### Work to complete:
Could you restate all of the entries, word for word?

↓↓↓

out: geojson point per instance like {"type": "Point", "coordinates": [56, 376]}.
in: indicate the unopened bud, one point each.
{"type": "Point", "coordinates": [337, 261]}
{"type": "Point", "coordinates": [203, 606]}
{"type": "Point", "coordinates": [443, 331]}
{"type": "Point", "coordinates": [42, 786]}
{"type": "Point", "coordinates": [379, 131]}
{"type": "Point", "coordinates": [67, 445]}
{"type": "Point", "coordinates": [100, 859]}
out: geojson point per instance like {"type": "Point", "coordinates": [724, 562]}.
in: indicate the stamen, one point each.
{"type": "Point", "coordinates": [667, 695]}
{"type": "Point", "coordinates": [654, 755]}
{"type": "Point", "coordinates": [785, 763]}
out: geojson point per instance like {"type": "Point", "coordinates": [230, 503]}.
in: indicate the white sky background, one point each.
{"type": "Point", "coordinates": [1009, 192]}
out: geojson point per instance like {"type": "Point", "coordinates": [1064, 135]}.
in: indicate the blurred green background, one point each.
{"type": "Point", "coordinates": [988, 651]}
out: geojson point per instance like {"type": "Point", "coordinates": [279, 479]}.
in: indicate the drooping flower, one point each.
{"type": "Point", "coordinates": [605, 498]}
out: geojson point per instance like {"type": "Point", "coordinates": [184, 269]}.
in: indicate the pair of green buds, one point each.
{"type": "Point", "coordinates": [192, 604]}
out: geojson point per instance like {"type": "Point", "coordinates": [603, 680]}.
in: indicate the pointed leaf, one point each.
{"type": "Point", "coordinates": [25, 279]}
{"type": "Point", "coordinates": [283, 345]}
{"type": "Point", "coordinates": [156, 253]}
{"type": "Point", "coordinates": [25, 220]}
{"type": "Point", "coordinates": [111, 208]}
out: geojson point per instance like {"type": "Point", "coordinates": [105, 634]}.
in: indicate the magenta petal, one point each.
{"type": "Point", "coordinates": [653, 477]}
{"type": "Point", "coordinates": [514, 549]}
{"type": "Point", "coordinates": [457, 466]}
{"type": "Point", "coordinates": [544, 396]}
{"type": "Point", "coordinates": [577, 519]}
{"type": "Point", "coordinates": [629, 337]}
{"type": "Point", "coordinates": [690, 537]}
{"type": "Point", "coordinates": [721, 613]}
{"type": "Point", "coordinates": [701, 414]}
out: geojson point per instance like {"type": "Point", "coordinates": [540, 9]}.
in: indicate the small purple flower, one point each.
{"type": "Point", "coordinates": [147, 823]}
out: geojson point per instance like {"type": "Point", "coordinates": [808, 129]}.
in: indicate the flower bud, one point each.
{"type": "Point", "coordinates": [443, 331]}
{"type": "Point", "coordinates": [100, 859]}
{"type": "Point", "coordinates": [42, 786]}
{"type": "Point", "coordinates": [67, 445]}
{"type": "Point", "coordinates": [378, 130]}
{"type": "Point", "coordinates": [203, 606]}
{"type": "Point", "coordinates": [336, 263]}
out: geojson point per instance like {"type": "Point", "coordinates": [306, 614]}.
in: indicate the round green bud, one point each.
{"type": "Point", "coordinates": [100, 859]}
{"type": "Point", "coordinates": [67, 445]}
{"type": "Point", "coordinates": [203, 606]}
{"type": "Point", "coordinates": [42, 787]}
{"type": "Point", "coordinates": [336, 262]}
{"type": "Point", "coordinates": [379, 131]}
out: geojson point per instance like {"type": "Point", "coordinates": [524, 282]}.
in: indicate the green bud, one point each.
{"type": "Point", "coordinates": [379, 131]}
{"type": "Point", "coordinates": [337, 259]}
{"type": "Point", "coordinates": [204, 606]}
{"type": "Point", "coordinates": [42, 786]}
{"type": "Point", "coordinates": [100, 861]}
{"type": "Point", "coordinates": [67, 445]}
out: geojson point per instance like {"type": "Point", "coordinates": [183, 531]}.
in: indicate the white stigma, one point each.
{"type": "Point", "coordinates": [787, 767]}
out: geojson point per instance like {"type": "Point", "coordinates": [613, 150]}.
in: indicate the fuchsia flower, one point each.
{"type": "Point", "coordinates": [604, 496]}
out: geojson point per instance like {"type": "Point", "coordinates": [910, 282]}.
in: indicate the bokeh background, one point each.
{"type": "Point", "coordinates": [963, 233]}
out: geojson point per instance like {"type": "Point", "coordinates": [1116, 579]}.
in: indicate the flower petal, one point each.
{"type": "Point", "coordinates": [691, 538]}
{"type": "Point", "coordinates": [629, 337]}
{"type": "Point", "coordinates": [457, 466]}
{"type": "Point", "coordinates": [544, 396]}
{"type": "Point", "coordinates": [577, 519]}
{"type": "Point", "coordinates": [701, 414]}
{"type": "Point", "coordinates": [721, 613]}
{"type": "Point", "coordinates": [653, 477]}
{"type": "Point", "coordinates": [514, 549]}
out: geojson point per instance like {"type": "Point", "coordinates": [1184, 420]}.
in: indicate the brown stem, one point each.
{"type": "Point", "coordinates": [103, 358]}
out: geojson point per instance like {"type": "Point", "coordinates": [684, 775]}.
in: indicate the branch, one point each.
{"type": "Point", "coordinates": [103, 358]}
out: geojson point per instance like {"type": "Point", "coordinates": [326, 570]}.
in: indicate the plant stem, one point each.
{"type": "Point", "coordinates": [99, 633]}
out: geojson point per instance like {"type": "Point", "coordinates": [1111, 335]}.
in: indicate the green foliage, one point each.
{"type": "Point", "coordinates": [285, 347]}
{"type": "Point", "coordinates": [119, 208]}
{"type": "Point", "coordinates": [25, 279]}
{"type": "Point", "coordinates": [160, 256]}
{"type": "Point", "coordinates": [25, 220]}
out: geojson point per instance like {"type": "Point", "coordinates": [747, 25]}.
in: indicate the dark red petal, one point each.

↑↑↑

### Finished exercise:
out: geojson point per instance like {"type": "Point", "coordinates": [56, 376]}.
in: indicate the unopened bud, one point each.
{"type": "Point", "coordinates": [337, 261]}
{"type": "Point", "coordinates": [203, 606]}
{"type": "Point", "coordinates": [443, 331]}
{"type": "Point", "coordinates": [42, 786]}
{"type": "Point", "coordinates": [379, 131]}
{"type": "Point", "coordinates": [67, 445]}
{"type": "Point", "coordinates": [100, 859]}
out: geojson point per instance like {"type": "Point", "coordinates": [724, 562]}.
in: indicate the stamen, one point each.
{"type": "Point", "coordinates": [667, 695]}
{"type": "Point", "coordinates": [654, 755]}
{"type": "Point", "coordinates": [785, 763]}
out: geojson point per instance like {"type": "Point", "coordinates": [230, 503]}.
in: indicate the white sky background, one point each.
{"type": "Point", "coordinates": [1009, 192]}
out: geojson point per instance like {"type": "Point", "coordinates": [1064, 135]}.
in: indicate the blurred green background, one point each.
{"type": "Point", "coordinates": [988, 651]}
out: geojson point per instance like {"type": "Point", "coordinates": [279, 479]}.
in: indicate the drooping flower, one point each.
{"type": "Point", "coordinates": [605, 498]}
out: geojson point per instance like {"type": "Point", "coordinates": [184, 269]}.
in: indicate the pair of green buds, one point each.
{"type": "Point", "coordinates": [192, 604]}
out: geojson point per instance like {"type": "Point", "coordinates": [603, 680]}.
in: indicate the pointed leaf, one point each.
{"type": "Point", "coordinates": [25, 279]}
{"type": "Point", "coordinates": [283, 345]}
{"type": "Point", "coordinates": [156, 253]}
{"type": "Point", "coordinates": [25, 220]}
{"type": "Point", "coordinates": [111, 208]}
out: geojson point per instance like {"type": "Point", "coordinates": [105, 634]}.
in: indicate the magenta petal, one point each.
{"type": "Point", "coordinates": [653, 477]}
{"type": "Point", "coordinates": [514, 549]}
{"type": "Point", "coordinates": [457, 466]}
{"type": "Point", "coordinates": [544, 396]}
{"type": "Point", "coordinates": [577, 519]}
{"type": "Point", "coordinates": [629, 337]}
{"type": "Point", "coordinates": [690, 537]}
{"type": "Point", "coordinates": [721, 613]}
{"type": "Point", "coordinates": [701, 414]}
out: geojson point per instance like {"type": "Point", "coordinates": [540, 9]}.
in: indicate the small purple flower, one point each.
{"type": "Point", "coordinates": [147, 823]}
out: geojson point per instance like {"type": "Point", "coordinates": [808, 129]}.
in: indicate the flower bud, one point each.
{"type": "Point", "coordinates": [443, 331]}
{"type": "Point", "coordinates": [100, 859]}
{"type": "Point", "coordinates": [42, 786]}
{"type": "Point", "coordinates": [67, 445]}
{"type": "Point", "coordinates": [378, 130]}
{"type": "Point", "coordinates": [203, 606]}
{"type": "Point", "coordinates": [336, 263]}
out: geojson point per instance like {"type": "Point", "coordinates": [306, 614]}.
in: indicate the round green bud, one point each.
{"type": "Point", "coordinates": [100, 859]}
{"type": "Point", "coordinates": [67, 445]}
{"type": "Point", "coordinates": [203, 606]}
{"type": "Point", "coordinates": [42, 787]}
{"type": "Point", "coordinates": [336, 262]}
{"type": "Point", "coordinates": [379, 131]}
out: geojson point per instance like {"type": "Point", "coordinates": [524, 282]}.
in: indicate the green bud, one point each.
{"type": "Point", "coordinates": [379, 131]}
{"type": "Point", "coordinates": [337, 259]}
{"type": "Point", "coordinates": [204, 606]}
{"type": "Point", "coordinates": [42, 786]}
{"type": "Point", "coordinates": [100, 861]}
{"type": "Point", "coordinates": [67, 445]}
out: geojson point per instance like {"type": "Point", "coordinates": [183, 531]}.
in: indicate the white stigma, one point each.
{"type": "Point", "coordinates": [787, 767]}
out: geojson point per instance like {"type": "Point", "coordinates": [613, 150]}.
in: indicate the fuchsia flower, one point each.
{"type": "Point", "coordinates": [604, 496]}
out: geojson point per instance like {"type": "Point", "coordinates": [910, 282]}.
in: indicate the bokeh background, one point each.
{"type": "Point", "coordinates": [963, 233]}
out: geojson point per instance like {"type": "Point", "coordinates": [1116, 579]}.
in: indicate the flower petal, one point each.
{"type": "Point", "coordinates": [691, 538]}
{"type": "Point", "coordinates": [629, 337]}
{"type": "Point", "coordinates": [457, 466]}
{"type": "Point", "coordinates": [544, 396]}
{"type": "Point", "coordinates": [577, 519]}
{"type": "Point", "coordinates": [701, 414]}
{"type": "Point", "coordinates": [721, 613]}
{"type": "Point", "coordinates": [653, 477]}
{"type": "Point", "coordinates": [514, 549]}
out: geojson point per instance like {"type": "Point", "coordinates": [1184, 420]}.
in: indicate the brown stem, one point each.
{"type": "Point", "coordinates": [103, 358]}
out: geojson point per instance like {"type": "Point", "coordinates": [684, 775]}.
in: indicate the branch, one point each.
{"type": "Point", "coordinates": [103, 358]}
out: geojson point per instance like {"type": "Point", "coordinates": [326, 570]}.
in: indicate the plant stem, one point each.
{"type": "Point", "coordinates": [99, 633]}
out: geojson point per instance like {"type": "Point", "coordinates": [1111, 335]}.
in: indicate the green foliage, one point each.
{"type": "Point", "coordinates": [285, 347]}
{"type": "Point", "coordinates": [119, 208]}
{"type": "Point", "coordinates": [25, 279]}
{"type": "Point", "coordinates": [160, 256]}
{"type": "Point", "coordinates": [25, 220]}
out: geojson point per instance like {"type": "Point", "coordinates": [747, 25]}.
in: indicate the dark red petal, one point each.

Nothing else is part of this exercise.